▸ TASKS TO CARRY OUT:
(1) Reproduce the sched_ext patch description from "As a sched_ext" to "on the CPU.".
(2) In the sched_ext patch description, what is the name of the new example scheduler the patch adds?
(3) Write the next part of the sched_ext patch description, picking up after its final sentence.

It's often useful to wake up and/or trigger reschedule on other CPUs. This
patch adds scx_bpf_kick_cpu() kfunc helper that BPF scheduler can call to
kick the target CPU into the scheduling path.

As a sched_ext task relinquishes its CPU only after its slice is depleted,
this patch also adds SCX_KICK_PREEMPT and SCX_ENQ_PREEMPT which clears the
slice of the target CPU's current task to guarantee that sched_ext's
scheduling path runs on the CPU.

This patch also adds a new example scheduler, scx_example_central, which
demonstrates central scheduling where one CPU is responsible for making all
scheduling decisions in the system. The central CPU makes scheduling
decisions for all CPUs in the system, queues tasks on the appropriate local
dsq's and preempts the worker CPUs. The worker CPUs in turn preempt the
central CPU when it needs tasks to run.

▸ PROVIDED MATERIAL:
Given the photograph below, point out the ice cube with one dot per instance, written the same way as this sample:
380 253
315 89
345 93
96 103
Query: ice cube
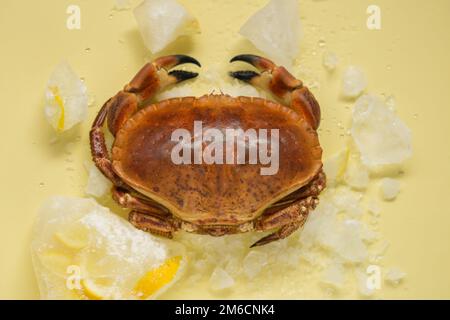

▸ SOLVED PROBLEMS:
(1)
As a sched_ext task relinquishes its CPU only after its slice is depleted,
this patch also adds SCX_KICK_PREEMPT and SCX_ENQ_PREEMPT which clears the
slice of the target CPU's current task to guarantee that sched_ext's
scheduling path runs on the CPU.

(2) scx_example_central

(3)
Currently, every CPU depends on its own tick to expire the current task. A
follow-up patch implementing tickless support for sched_ext will allow the
worker CPUs to go full tickless so that they can run completely undisturbed.

v3: * Make scx_example_central switch all tasks by default.

    * Convert to BPF inline iterators.

v2: * Julia Lawall reported that scx_example_central can overflow the
      dispatch buffer and malfunction. As scheduling for other CPUs can't be
      handled by the automatic retry mechanism, fix by implementing an
      explicit overflow and retry handling.

    * Updated to use generic BPF cpumask helpers.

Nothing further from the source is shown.